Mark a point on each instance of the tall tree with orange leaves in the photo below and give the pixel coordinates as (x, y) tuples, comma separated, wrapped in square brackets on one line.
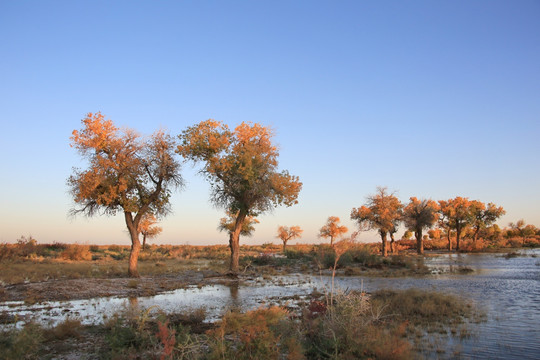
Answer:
[(419, 215), (332, 229), (125, 174), (483, 216), (456, 215), (381, 212), (227, 224), (242, 168)]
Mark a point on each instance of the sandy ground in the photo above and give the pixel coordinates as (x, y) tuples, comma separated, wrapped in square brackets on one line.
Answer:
[(78, 289)]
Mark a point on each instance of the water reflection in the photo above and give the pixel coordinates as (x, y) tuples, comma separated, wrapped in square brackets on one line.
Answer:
[(509, 290)]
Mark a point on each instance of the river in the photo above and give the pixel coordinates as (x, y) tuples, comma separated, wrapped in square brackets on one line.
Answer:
[(507, 289)]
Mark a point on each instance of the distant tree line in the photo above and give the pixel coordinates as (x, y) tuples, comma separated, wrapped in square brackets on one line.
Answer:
[(136, 175)]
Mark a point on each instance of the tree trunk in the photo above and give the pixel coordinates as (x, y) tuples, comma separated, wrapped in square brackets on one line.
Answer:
[(458, 233), (135, 244), (383, 238), (419, 242), (476, 235), (234, 243)]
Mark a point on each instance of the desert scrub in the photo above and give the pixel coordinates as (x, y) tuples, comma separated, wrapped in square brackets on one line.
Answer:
[(259, 334), (422, 307), (352, 329)]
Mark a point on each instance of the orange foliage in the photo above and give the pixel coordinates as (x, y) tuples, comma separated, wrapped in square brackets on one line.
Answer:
[(241, 166), (332, 229)]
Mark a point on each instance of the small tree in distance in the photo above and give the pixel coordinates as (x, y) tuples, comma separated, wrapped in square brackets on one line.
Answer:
[(332, 229), (484, 216), (286, 233), (456, 215), (419, 215), (381, 212), (148, 229)]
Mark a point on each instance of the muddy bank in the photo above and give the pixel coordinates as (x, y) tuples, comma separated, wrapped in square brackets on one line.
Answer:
[(88, 288)]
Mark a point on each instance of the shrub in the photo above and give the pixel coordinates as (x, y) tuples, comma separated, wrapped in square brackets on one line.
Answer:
[(21, 343), (76, 252), (259, 334), (352, 329)]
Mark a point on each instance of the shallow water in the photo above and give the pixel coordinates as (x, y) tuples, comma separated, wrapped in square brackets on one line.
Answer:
[(508, 290)]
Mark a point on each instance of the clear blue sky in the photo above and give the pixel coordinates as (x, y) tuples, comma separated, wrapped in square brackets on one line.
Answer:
[(433, 99)]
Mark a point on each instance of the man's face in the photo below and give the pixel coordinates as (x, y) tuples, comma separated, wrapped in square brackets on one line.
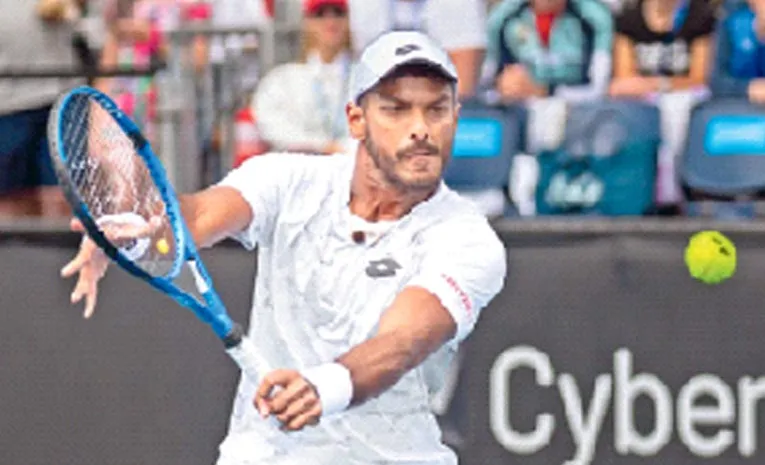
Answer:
[(410, 125), (548, 6)]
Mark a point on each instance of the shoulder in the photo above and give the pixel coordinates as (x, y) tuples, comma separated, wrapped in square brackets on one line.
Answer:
[(291, 173), (630, 21), (702, 18), (454, 223), (505, 10)]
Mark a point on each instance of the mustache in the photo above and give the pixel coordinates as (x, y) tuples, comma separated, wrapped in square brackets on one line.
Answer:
[(421, 146)]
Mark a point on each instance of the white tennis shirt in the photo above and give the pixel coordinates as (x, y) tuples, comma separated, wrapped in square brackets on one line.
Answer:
[(318, 293)]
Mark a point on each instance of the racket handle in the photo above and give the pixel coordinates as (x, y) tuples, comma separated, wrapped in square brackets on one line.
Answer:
[(249, 360)]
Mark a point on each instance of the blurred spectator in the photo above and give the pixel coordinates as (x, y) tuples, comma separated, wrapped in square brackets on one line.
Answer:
[(615, 5), (33, 34), (136, 39), (458, 25), (301, 106), (540, 48), (739, 69), (662, 52)]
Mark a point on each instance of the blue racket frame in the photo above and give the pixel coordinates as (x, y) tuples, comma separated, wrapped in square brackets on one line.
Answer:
[(214, 312)]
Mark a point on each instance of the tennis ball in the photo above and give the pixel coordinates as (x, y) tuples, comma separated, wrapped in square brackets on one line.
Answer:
[(162, 246), (710, 257)]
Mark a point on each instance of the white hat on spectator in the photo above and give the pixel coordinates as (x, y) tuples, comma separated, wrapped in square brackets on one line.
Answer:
[(392, 50)]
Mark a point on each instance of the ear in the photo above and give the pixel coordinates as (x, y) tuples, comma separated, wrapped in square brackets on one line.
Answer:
[(357, 122)]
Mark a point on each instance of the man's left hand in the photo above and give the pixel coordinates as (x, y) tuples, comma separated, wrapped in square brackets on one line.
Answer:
[(290, 397)]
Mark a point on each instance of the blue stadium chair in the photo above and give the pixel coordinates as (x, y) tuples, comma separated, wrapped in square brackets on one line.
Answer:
[(487, 138), (606, 164), (725, 150)]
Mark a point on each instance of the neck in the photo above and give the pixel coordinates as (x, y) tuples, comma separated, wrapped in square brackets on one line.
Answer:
[(663, 7), (374, 198)]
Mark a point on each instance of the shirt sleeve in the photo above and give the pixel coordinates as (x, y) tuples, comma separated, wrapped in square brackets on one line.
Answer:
[(264, 181), (464, 266), (457, 24)]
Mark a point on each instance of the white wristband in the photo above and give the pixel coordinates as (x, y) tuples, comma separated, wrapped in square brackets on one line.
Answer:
[(333, 384)]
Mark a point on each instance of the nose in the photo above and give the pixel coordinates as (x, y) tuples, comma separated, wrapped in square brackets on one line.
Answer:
[(420, 131)]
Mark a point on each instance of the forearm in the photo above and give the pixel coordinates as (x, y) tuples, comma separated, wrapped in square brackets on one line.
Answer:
[(213, 214), (379, 363), (677, 83)]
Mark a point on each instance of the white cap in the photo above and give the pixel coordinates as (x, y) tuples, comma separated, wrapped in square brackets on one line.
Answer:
[(391, 50)]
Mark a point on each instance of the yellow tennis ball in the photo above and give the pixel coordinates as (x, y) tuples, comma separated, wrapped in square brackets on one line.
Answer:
[(710, 257), (162, 246)]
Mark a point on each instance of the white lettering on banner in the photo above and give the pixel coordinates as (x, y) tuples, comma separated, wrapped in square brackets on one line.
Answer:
[(749, 392), (583, 191), (689, 415), (584, 431), (585, 423), (626, 438), (500, 395)]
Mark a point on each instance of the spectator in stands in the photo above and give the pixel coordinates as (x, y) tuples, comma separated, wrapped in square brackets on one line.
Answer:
[(540, 48), (662, 52), (458, 25), (739, 69), (32, 34), (546, 53), (301, 106)]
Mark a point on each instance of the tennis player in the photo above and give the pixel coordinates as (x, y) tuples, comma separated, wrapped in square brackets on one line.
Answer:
[(370, 273)]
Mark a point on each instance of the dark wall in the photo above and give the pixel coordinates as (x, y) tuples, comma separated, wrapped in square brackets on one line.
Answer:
[(144, 382)]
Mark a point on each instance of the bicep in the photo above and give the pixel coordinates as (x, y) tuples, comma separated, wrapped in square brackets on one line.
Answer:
[(624, 57), (418, 315), (699, 59)]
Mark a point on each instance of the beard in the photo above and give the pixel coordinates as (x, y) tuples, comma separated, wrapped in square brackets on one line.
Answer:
[(387, 164)]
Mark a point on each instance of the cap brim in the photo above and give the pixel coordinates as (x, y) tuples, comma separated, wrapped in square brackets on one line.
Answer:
[(417, 61)]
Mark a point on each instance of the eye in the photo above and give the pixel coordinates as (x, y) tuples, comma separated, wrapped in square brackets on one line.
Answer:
[(439, 109)]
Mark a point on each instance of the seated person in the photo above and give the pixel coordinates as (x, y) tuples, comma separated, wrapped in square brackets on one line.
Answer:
[(740, 65), (301, 106), (459, 26), (661, 45), (545, 48), (662, 50)]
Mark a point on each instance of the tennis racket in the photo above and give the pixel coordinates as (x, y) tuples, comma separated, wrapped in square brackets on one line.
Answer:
[(113, 181)]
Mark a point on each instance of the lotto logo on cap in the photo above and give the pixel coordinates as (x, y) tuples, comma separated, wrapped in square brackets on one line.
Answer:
[(392, 50)]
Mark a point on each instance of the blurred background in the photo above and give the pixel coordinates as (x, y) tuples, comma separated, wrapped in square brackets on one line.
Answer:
[(597, 135)]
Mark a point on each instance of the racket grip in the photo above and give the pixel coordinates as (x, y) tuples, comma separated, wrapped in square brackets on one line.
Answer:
[(249, 360)]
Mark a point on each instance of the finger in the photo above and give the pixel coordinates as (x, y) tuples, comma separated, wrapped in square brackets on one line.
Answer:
[(80, 289), (261, 406), (90, 300), (292, 393), (310, 417), (83, 257), (298, 407), (270, 381), (76, 225)]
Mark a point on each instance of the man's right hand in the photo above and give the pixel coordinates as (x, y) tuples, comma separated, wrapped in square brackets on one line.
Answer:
[(91, 263)]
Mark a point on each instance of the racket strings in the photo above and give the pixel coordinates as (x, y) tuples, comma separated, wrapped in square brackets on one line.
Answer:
[(112, 180)]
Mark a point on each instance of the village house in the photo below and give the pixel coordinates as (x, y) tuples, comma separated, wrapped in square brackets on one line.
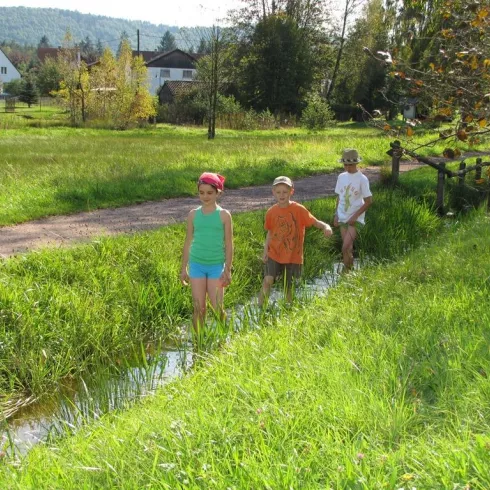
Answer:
[(8, 72), (175, 65)]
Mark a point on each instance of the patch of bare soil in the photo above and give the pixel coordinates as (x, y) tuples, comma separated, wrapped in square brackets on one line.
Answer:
[(58, 231)]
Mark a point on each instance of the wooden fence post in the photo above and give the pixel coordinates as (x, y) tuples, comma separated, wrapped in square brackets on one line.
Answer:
[(478, 169), (395, 153), (461, 177), (441, 180)]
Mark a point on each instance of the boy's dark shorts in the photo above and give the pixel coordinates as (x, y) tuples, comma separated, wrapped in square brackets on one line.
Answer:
[(276, 270), (358, 226)]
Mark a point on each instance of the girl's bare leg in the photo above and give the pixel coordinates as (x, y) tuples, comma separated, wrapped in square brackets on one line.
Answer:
[(199, 301), (216, 293)]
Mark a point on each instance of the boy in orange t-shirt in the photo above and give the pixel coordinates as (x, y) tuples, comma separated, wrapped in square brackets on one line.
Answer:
[(285, 223)]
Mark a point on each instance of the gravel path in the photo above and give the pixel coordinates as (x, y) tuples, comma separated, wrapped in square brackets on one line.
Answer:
[(59, 231)]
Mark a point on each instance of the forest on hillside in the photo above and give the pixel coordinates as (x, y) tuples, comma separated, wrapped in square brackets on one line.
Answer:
[(26, 26)]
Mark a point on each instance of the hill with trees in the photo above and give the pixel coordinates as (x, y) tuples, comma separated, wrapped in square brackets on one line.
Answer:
[(27, 26)]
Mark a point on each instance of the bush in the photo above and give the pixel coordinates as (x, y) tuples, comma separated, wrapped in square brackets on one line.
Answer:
[(317, 113)]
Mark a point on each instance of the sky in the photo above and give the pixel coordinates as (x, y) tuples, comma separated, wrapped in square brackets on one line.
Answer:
[(181, 13)]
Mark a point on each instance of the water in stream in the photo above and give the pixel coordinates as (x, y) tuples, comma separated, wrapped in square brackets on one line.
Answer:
[(85, 401)]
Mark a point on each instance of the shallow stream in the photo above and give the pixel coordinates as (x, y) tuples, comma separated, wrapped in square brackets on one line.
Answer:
[(87, 400)]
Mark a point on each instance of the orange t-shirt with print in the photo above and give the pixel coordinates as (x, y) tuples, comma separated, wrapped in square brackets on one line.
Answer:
[(287, 232)]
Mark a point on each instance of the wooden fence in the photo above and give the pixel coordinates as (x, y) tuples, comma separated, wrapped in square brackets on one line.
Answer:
[(397, 151)]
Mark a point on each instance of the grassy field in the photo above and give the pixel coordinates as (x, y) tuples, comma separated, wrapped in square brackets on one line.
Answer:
[(65, 170), (381, 384), (66, 311)]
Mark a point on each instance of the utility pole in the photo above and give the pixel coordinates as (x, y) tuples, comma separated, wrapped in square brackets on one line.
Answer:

Work to complete:
Turn everything from the line containing "Mark a point on each instance of the tennis ball" down to the line containing "[(162, 246), (710, 257)]" into a two-column CSV with the headers text and answer. Give one row per record, put each field in quotation marks, and replace any line breaks with spaces.

Written answer:
text,answer
"Mark a point on each instance of the tennis ball in the photo above and give the pixel coordinates as (x, y) tuples, comma separated, wrapped in square brackets on one line. Answer:","[(162, 246), (710, 257)]"